(Dataset rows)
## Begin
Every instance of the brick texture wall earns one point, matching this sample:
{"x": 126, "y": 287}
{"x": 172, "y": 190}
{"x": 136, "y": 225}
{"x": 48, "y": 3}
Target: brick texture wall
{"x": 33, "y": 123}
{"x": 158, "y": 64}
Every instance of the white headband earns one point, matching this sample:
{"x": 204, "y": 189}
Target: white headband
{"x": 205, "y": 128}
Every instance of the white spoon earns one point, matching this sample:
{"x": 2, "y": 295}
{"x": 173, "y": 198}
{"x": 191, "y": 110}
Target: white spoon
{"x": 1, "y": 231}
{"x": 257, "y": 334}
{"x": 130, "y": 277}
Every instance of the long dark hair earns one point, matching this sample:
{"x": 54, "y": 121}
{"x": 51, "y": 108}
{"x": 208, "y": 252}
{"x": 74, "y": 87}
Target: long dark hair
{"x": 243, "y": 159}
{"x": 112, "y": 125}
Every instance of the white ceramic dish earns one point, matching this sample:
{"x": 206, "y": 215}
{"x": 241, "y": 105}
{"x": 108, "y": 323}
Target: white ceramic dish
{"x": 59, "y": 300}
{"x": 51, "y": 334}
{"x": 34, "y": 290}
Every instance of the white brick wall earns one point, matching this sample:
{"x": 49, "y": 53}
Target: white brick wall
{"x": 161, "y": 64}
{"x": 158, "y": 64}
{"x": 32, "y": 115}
## End
Convert every line of the material above into a JSON list of strings, one string per line and no blank lines.

WRITTEN SOLUTION:
[
  "Every instance of the brick texture wall earns one point, matching this sample:",
  "{\"x\": 126, \"y\": 287}",
  "{\"x\": 172, \"y\": 190}",
  "{\"x\": 136, \"y\": 225}",
  "{\"x\": 48, \"y\": 3}",
  "Target: brick texture wall",
  "{\"x\": 33, \"y\": 123}",
  "{\"x\": 158, \"y\": 64}",
  "Every instance of the white headband earns one point, matching this sample:",
  "{\"x\": 204, \"y\": 189}",
  "Target: white headband",
  "{\"x\": 205, \"y\": 128}",
  "Every instance of the white spoon earns one point, matching this sample:",
  "{\"x\": 2, \"y\": 295}",
  "{\"x\": 173, \"y\": 198}",
  "{\"x\": 191, \"y\": 110}",
  "Target: white spoon",
  "{\"x\": 1, \"y\": 231}",
  "{\"x\": 257, \"y\": 334}",
  "{\"x\": 130, \"y\": 277}",
  "Every instance of the long dark hair earns one point, matching this sample:",
  "{\"x\": 54, \"y\": 121}",
  "{\"x\": 51, \"y\": 108}",
  "{\"x\": 208, \"y\": 252}",
  "{\"x\": 74, \"y\": 87}",
  "Target: long dark hair",
  "{\"x\": 243, \"y\": 159}",
  "{\"x\": 112, \"y\": 125}",
  "Every instance of the white ceramic dish earns one point, matching this sample:",
  "{\"x\": 206, \"y\": 215}",
  "{\"x\": 241, \"y\": 105}",
  "{\"x\": 108, \"y\": 323}",
  "Target: white ceramic dish",
  "{\"x\": 59, \"y\": 300}",
  "{\"x\": 51, \"y\": 334}",
  "{\"x\": 34, \"y\": 290}",
  "Every instance of the white brick wall earns one point, matching this sample:",
  "{\"x\": 49, \"y\": 53}",
  "Target: white brick wall",
  "{\"x\": 161, \"y\": 64}",
  "{\"x\": 158, \"y\": 64}",
  "{\"x\": 32, \"y\": 115}"
]